● MATERIAL SHOWN
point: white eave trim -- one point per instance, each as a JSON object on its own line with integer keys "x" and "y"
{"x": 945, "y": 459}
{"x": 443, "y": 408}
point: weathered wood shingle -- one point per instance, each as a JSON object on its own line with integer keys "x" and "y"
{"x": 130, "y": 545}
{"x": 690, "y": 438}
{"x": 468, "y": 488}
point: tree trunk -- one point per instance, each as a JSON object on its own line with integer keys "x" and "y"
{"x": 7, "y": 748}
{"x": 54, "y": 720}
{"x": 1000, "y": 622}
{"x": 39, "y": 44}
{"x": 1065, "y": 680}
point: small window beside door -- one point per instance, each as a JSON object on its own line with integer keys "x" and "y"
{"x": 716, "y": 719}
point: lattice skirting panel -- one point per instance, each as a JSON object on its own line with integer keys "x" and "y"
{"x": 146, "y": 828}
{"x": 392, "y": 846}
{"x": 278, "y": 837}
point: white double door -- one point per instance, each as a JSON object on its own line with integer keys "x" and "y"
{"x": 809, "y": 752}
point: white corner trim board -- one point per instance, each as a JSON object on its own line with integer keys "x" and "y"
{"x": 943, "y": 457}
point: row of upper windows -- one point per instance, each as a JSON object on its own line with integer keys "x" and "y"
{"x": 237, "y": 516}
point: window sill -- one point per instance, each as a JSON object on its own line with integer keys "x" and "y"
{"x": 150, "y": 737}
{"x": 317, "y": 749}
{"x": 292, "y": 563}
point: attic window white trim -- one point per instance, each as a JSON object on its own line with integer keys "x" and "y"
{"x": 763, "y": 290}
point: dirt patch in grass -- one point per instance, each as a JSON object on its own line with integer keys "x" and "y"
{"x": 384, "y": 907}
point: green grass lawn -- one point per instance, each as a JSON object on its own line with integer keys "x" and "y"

● WHAT NEEDS TO BE DONE
Reproduce each entry word for word.

● ANSWER SECTION
point: white eave trim -- one point per instance, each as a JSON object on its own line with integer keys "x" and "y"
{"x": 945, "y": 459}
{"x": 443, "y": 408}
point: weathered wood shingle -- one point per instance, each as a JSON object on its own line with integer keys "x" and "y"
{"x": 130, "y": 545}
{"x": 690, "y": 438}
{"x": 468, "y": 488}
point: tree trunk -- one point per instance, each as a JSON object on its own line with integer keys "x" and "y"
{"x": 7, "y": 748}
{"x": 54, "y": 720}
{"x": 1000, "y": 622}
{"x": 39, "y": 44}
{"x": 1065, "y": 680}
point: small window beside door -- one point per instance, each as a JSON object on its own line with integer keys "x" and "y"
{"x": 716, "y": 719}
point: lattice skirting panel -- one point per instance, each as a JSON object on its own line with integer keys "x" and "y"
{"x": 146, "y": 828}
{"x": 392, "y": 846}
{"x": 278, "y": 837}
point: white double door -- one point per instance, each as a JSON object on its own line with integer keys "x" and "y"
{"x": 809, "y": 752}
point: white corner trim board -- one point per instance, each as a JSON object on its own line with integer keys "x" and "y"
{"x": 943, "y": 457}
point: row of upper windows -- one point per instance, each as a JSON object on its own line with integer keys "x" and "y"
{"x": 237, "y": 516}
point: window sill -- one point per instance, each as a JSON object on its own line with integer keys "x" and "y"
{"x": 150, "y": 737}
{"x": 317, "y": 749}
{"x": 292, "y": 563}
point: attic window white trim -- one point per instance, each as a JSON object on its own line with integer keys "x" and "y"
{"x": 763, "y": 290}
point: dirt patch in grass -- one point per instance, each as a JSON object on its own line with integer keys "x" and "y"
{"x": 384, "y": 907}
point: green grass lawn -- one point per instance, each as a JSON object on its own line with integer keys "x" and "y"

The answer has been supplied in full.